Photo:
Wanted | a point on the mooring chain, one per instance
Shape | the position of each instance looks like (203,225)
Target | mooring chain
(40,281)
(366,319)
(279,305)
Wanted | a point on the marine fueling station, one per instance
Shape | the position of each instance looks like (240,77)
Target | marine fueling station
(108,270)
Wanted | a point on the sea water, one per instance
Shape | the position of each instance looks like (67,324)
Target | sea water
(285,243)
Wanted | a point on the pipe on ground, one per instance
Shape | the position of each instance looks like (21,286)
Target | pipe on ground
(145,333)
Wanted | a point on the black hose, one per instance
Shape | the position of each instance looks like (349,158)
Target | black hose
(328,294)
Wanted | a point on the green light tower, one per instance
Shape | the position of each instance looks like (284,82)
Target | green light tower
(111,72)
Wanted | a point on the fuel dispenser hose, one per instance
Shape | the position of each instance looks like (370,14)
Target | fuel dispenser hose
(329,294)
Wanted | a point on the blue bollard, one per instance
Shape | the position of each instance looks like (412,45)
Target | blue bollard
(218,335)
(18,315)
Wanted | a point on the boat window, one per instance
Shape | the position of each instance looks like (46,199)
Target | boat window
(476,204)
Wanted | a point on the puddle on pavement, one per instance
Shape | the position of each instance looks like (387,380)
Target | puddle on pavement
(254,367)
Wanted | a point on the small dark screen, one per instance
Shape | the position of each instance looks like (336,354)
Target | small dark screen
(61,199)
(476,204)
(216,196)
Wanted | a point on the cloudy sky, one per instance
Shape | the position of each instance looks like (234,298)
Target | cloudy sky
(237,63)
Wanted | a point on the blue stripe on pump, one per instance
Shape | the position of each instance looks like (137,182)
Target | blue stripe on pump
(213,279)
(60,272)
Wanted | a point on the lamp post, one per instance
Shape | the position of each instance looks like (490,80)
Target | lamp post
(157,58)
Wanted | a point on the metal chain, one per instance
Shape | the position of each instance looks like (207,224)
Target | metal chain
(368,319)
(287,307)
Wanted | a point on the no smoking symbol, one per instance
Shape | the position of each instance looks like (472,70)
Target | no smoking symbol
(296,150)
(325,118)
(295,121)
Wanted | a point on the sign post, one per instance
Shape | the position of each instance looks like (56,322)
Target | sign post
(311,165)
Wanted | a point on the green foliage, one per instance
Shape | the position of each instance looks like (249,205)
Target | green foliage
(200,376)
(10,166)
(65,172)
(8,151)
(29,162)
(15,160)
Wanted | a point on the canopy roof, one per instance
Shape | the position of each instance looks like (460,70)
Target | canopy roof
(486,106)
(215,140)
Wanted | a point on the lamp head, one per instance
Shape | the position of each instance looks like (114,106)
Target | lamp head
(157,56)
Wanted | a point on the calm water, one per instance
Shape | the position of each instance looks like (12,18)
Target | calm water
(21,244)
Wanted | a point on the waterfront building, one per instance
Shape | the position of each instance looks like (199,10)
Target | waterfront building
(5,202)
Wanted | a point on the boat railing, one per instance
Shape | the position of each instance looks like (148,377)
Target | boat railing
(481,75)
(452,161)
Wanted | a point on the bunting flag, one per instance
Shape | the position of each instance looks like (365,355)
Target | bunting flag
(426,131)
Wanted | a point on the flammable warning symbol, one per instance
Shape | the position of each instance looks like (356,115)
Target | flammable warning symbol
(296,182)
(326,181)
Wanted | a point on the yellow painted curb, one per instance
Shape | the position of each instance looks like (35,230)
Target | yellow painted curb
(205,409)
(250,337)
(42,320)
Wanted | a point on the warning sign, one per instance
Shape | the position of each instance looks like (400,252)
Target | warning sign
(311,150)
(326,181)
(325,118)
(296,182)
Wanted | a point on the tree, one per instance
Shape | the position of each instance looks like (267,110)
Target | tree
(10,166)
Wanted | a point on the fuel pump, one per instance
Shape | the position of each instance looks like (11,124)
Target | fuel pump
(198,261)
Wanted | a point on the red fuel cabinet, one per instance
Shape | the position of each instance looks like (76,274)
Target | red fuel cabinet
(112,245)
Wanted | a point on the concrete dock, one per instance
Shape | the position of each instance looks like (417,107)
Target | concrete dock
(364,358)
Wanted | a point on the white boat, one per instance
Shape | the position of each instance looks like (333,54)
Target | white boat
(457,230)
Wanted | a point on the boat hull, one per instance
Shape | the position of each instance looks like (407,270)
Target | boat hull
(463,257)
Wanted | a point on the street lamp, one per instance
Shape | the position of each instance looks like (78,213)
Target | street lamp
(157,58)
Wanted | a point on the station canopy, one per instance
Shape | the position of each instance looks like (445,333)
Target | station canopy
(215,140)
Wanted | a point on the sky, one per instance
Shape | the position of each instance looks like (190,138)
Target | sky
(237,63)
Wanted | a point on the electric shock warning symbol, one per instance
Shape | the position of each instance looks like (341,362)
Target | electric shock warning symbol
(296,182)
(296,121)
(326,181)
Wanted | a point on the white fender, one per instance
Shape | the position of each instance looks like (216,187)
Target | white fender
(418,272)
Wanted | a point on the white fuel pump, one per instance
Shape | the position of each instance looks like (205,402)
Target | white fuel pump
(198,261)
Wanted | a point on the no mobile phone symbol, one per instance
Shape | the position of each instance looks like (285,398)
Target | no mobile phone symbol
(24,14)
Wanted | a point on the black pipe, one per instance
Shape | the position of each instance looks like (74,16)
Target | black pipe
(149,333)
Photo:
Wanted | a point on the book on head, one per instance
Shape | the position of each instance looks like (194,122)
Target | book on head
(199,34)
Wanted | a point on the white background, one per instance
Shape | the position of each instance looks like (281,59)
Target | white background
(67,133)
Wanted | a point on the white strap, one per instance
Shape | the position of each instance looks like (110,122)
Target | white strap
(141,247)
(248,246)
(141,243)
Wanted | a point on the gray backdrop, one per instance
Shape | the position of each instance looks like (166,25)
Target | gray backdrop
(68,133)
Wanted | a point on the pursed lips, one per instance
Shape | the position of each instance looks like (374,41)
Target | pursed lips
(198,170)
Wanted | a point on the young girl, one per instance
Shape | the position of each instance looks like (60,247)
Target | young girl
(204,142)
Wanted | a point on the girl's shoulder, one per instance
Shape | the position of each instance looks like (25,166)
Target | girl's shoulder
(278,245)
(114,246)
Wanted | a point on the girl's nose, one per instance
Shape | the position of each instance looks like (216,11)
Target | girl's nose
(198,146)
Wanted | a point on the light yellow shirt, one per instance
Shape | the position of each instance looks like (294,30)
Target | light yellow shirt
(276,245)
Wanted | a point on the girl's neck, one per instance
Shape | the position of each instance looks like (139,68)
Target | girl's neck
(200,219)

# What to produce
Please reproduce all of the data above, replacing every "Target" with "Object" and leaving everything else unchanged.

# Expected output
Photo:
Wanted | a point on the mooring chain, one per instance
Shape | the position of each instance looks like (203,225)
Object | mooring chain
(40,281)
(366,319)
(279,305)
Wanted | a point on the marine fueling station, one per instance
Shape | the position of each instance looks like (240,77)
Object | marine fueling station
(108,270)
Wanted | a point on the sea water, one per instance
Shape | the position of each instance looks like (67,324)
Object | sea water
(285,243)
Wanted | a point on the pipe on ground, one per instance
Shape | the position of each instance looks like (21,286)
Object | pipe on ground
(145,333)
Wanted | a point on the black hose, one per instance
Shape | the position of each instance looks like (349,158)
Object | black hose
(328,294)
Wanted | a point on the green light tower, one per instance
Shape | the position of each instance looks like (284,82)
Object | green light tower
(111,72)
Wanted | a point on the fuel dispenser hose, one per instance
Shape | the position of each instance looks like (370,14)
Object | fuel dispenser hose
(329,294)
Wanted | a point on the blue bollard, one per instance
Shape | the position of each instance looks like (412,45)
Object | blue bollard
(218,335)
(18,315)
Wanted | a point on the boat window, one per instance
Shape | the position of each instance looks like (46,199)
Object | boat window
(476,204)
Wanted | a point on the puddle on pavement, one per instance
Shape | the position of each instance looks like (387,380)
Object | puddle on pavement
(254,367)
Wanted | a point on the small dark screen, one per instance
Shape | the position of each instance looks like (336,354)
Object | small dark screen
(61,199)
(476,204)
(216,196)
Wanted | a point on the cloudy sky, one per instance
Shape | the position of each instance looks like (234,298)
Object | cloudy sky
(237,63)
Wanted | a point on the blue stripe on pump, one per instance
Shape | the position of each instance looks like (137,182)
Object | blue stripe on pump
(213,279)
(60,272)
Wanted | a point on the lamp post, one per instance
Shape | the position of each instance looks like (490,80)
Object | lamp post
(157,58)
Wanted | a point on the metal chain, one per instance
Shape | the position of each instance looks like (207,224)
Object | metal chain
(368,319)
(287,307)
Wanted | a point on the no smoking symbol, one per instance
Shape | the position of each instance looks like (472,70)
Object | no smoking symbol
(296,150)
(325,118)
(295,121)
Wanted | a point on the sign post, one per instance
Shape | the position of each instance looks like (56,322)
Object | sign post
(311,165)
Wanted | a point on the green foliage, one per instance
Shape | the position of each instance looks like (249,205)
Object | green foliage
(200,376)
(10,166)
(65,172)
(8,151)
(29,162)
(15,160)
Wanted | a point on the canopy roof, one per instance
Shape | the position of each instance looks like (460,70)
Object | canopy roof
(486,106)
(215,140)
Wanted | a point on the lamp head, one per instance
Shape | the position of each instance looks like (114,106)
Object | lamp head
(157,56)
Wanted | a point on the calm water, one per instance
Shape | the position of each instance looks like (12,18)
Object | calm water
(21,244)
Wanted | a point on the waterfront building, one per instance
Shape | the position of each instance looks like (199,10)
Object | waterfront building
(5,202)
Wanted | a point on the boat railing, one per instance
Shape | the position of each instance looks like (148,377)
Object | boat railing
(481,75)
(452,161)
Wanted | a point on the bunting flag, one per instance
Shape | the position of each instance looks like (365,355)
Object | bunting flag
(426,131)
Wanted | a point on the flammable warning symbol, one per instance
Shape | the position of each instance looks like (356,115)
Object | flammable warning symbol
(296,182)
(326,181)
Wanted | a point on the yellow painted curb, one per instance
Shape | the position of each instance looks like (35,230)
Object | yellow painted curb
(205,409)
(250,337)
(42,320)
Wanted | a point on the warning sign, one per instance
Shape | the position of each instance looks like (400,252)
Object | warning sign
(311,150)
(326,181)
(325,118)
(296,182)
Wanted | a point on the tree, one per instance
Shape | the position of each instance looks like (267,110)
Object | tree
(10,166)
Wanted | a point on the fuel pump, one per instance
Shape | the position of each instance looks like (11,124)
Object | fuel pump
(198,261)
Wanted | a point on the red fuel cabinet, one per instance
Shape | the position of each instance looks like (76,274)
Object | red fuel cabinet
(112,245)
Wanted | a point on the concrete dock, one per instance
Shape | the position of each instance looks like (417,107)
Object | concrete dock
(364,358)
Wanted | a point on the white boat, one per instance
Shape | the position of each instance looks like (333,54)
Object | white boat
(457,230)
Wanted | a point on the boat hull, one per instance
Shape | the position of each instance looks like (407,270)
Object | boat hull
(463,257)
Wanted | a point on the street lamp, one per instance
Shape | the position of each instance looks like (78,213)
Object | street lamp
(157,58)
Wanted | a point on the station canopy, one per instance
Shape | the position of each instance looks like (445,333)
Object | station canopy
(215,140)
Wanted | a point on the sky, one per instance
Shape | the position of each instance looks like (190,138)
Object | sky
(237,63)
Wanted | a point on the electric shock warning symbol, one per instance
Shape | the position of each instance looks like (341,362)
Object | electric shock warning symbol
(296,182)
(296,121)
(326,181)
Wanted | a point on the white fender, one per instance
Shape | the position of each instance looks like (216,187)
Object | white fender
(418,272)
Wanted | a point on the white fuel pump, one per instance
Shape | the position of each instance looks like (205,402)
Object | white fuel pump
(198,261)
Wanted | a point on the no mobile phone symbol, one per instance
Shape | the position of each instance looks like (285,398)
Object | no mobile phone symbol
(24,14)
Wanted | a point on the black pipe, one per instance
Shape | the position of each instance looks like (74,16)
Object | black pipe
(149,333)
Photo:
Wanted | a point on the book on head, one per instance
Shape | the position of each instance looks like (194,122)
Object | book on head
(199,34)
Wanted | a point on the white background, one per instance
Shape | the position of each instance looks like (281,59)
Object | white background
(67,133)
Wanted | a point on the white strap, one per instance
Shape | the position of each instance looks like (110,122)
Object | white strap
(141,247)
(248,246)
(141,243)
Wanted | a point on the gray backdrop, one per instance
Shape | the position of each instance looks like (166,25)
Object | gray backdrop
(68,133)
Wanted | a point on the pursed lips, one per instance
Shape | the position of each instance looks like (374,41)
Object | pursed lips
(198,170)
Wanted | a point on the young girl, one per instance
Shape | the position of each instance looks like (60,247)
Object | young girl
(204,142)
Wanted | a point on the girl's shoulder, one per instance
Shape | the position of each instance looks like (25,166)
Object | girl's shoulder
(278,245)
(114,246)
Wanted | a point on the girl's nose, one per instance
Shape | the position of each instance looks like (216,11)
Object | girl's nose
(198,146)
Wanted | a point on the light yellow shirt, one per instance
Shape | the position of each instance looks like (294,30)
Object | light yellow shirt
(276,245)
Wanted | a point on the girl's neck, one per instance
Shape | the position of each instance looks like (139,68)
Object | girl's neck
(200,219)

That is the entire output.